[Records for this task]
++++++

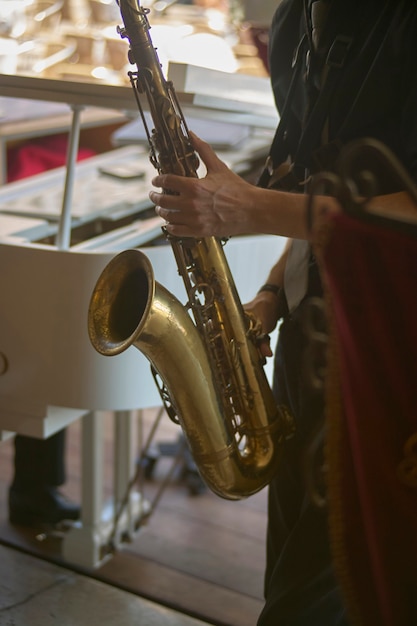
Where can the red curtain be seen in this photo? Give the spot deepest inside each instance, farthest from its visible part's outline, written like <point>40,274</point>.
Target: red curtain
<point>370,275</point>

++++++

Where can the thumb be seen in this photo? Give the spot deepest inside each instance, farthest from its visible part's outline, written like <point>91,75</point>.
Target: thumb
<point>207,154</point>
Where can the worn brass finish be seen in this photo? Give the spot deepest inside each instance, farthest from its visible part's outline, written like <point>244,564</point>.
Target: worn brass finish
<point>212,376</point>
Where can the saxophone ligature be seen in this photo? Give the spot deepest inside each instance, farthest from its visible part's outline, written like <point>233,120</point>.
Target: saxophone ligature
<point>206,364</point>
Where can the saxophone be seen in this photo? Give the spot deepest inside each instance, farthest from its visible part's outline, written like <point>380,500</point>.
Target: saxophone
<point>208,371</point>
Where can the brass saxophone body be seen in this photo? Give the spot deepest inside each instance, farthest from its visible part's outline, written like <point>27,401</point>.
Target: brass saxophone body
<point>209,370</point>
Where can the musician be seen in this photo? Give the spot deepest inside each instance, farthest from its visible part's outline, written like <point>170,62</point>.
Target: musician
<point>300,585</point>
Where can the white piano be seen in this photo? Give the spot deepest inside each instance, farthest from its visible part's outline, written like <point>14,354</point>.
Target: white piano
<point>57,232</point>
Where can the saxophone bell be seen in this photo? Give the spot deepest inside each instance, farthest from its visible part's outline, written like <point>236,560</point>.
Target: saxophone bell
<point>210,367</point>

++++++

Can you recast the lines starting at the one containing "Where can the saxophone be seen" and ending at the one containing "<point>209,370</point>" as a numbered list, with any blank lines left out?

[The solution]
1. Where can the saxophone be seen in this photo? Give the spot deepest inside each instance, farthest from its visible part's outline, written like <point>380,500</point>.
2. Target: saxophone
3. <point>208,371</point>
4. Where can the brass saxophone body be seen in this photo? Give the spot deepest inside each instance, farthest from its visible part's outline, written like <point>27,401</point>.
5. Target: brass saxophone body
6. <point>209,370</point>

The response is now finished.